Welat Cagro

Personal information
- Date of birth: 31 May 1999 (age 27)
- Place of birth: Schaerbeek, Belgium
- Height: 1.89 m (6 ft 2 in)
- Position: Midfielder

Youth career
- 0000–2013: Anderlecht
- 2013–2014: Mechelen
- 2014–2016: OH Leuven
- 2016–2019: Gent

Senior career*
- Years: Team / Apps / (Gls)
- 2019: Urartu / 10 / (0)
- 2020–2021: Telstar / 28 / (1)
- 2021–2023: NAC Breda / 22 / (1)
- 2023–2025: Beerschot / 47 / (4)
- 2025–2026: Portimonense / 26 / (4)

= Welat Cagro =

Belgian footballer (born 1999)

Welat Cagro (born 31 May 1999) is a Belgian professional footballer who plays as a midfielder.

==Career==
===Early career===
Born in Schaerbeek, Brussels, to Kurdish parents, Cagro began playing football with his local club, where he was scouted by Anderlecht. Afterwards, he also played in the youth academies of Mechelen and Oud-Heverlee Leuven, where he left in 2016 sign for Gent, joining their youth teams.

===Urartu===
After failing to break through to Gent's first team, Cagro signed for Armenian Premier League club Urartu in 2019. He made his professional debut on 3 March 2019 in a 1–1 away draw against Noah, coming on as a substitute for Pape Abdou Camara. He made a total of 10 appearances for Urartu.

Saved entries

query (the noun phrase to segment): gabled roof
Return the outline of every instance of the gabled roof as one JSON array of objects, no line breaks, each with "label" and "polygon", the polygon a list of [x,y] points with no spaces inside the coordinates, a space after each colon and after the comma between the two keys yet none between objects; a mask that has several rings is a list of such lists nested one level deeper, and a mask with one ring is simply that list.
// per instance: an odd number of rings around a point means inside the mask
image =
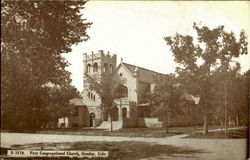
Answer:
[{"label": "gabled roof", "polygon": [[85,104],[82,101],[82,98],[73,98],[69,100],[70,105],[74,106],[85,106]]},{"label": "gabled roof", "polygon": [[146,69],[146,68],[143,68],[143,67],[139,67],[139,66],[135,66],[135,65],[132,65],[132,64],[128,64],[128,63],[124,63],[122,62],[122,64],[132,73],[134,74],[135,72],[135,68],[137,67],[138,68],[138,71],[146,71],[146,72],[151,72],[151,73],[157,73],[157,74],[161,74],[161,75],[165,75],[163,73],[159,73],[159,72],[155,72],[155,71],[152,71],[152,70],[149,70],[149,69]]},{"label": "gabled roof", "polygon": [[155,72],[149,69],[145,69],[142,67],[138,67],[132,64],[128,64],[128,63],[120,63],[119,66],[117,67],[117,69],[119,69],[121,66],[123,66],[132,76],[135,73],[135,69],[137,68],[137,71],[139,73],[139,80],[142,82],[146,82],[146,83],[153,83],[154,82],[154,78],[156,77],[165,77],[167,75],[159,73],[159,72]]}]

- [TASKS]:
[1] Copy the Welat Cagro profile starting at the words "- 2020–2021: Telstar" and stopping after "as a midfielder.", switching "Beerschot" to "Westerlo".
[2] Proceed with the Welat Cagro profile, starting after its last sentence.
None of the items are needed here.

- [YOUR WRITTEN ANSWERS]:
[1]
- 2020–2021: Telstar / 28 / (1)
- 2021–2023: NAC Breda / 22 / (1)
- 2023–2025: Westerlo / 47 / (4)
- 2025–2026: Portimonense / 26 / (4)

= Welat Cagro =

Belgian footballer (born 1999)

Welat Cagro (born 31 May 1999) is a Belgian professional footballer who plays as a midfielder.

[2]
===Telstar===
For the second half of 2019–20, he signed for Dutch second division club Telstar. He made his first appearance for the club on 28 February 2019, coming on as a substitute in the 81st minute of a 2–2 draw against Jong Ajax, replacing Rashaan Fernandes. The competition was shortly after suspended and since cancelled due to the COVID-19, which meant that he only made one appearance for the club that season.

On 19 October 2020, Cagro scored his first professional goal, securing a 1–1 draw against Roda JC Kerkrade on a converted penalty kick shortly before full-time. He had replaced Sven van Doorm only seven minutes earlier. At the end of the season, he had made 28 appearances in which he scored once, as his contract with Telstar expired.

===NAC Breda===
In November 2021, Cagro signed with NAC Breda after a successful trial. On 19 November, he made his debut for the club in a 1–1 draw against Jong FC Utrecht in the Eerste Divisie, replacing Jarchinio Antonia at half-time.

Cagro's contract with NAC was terminated by mutual consent on 19 March 2023.

===Beerschot===
In June 2023, Cagro signed a two-year contract with Beerschot, and helped them to promotion to the Belgian top flight in his first season at the club, under first-team coach Dirk Kuyt.

===Portimonense===
In August 2025, Cagro signed a two-year contract with Liga Portugal 2 club Portimonense.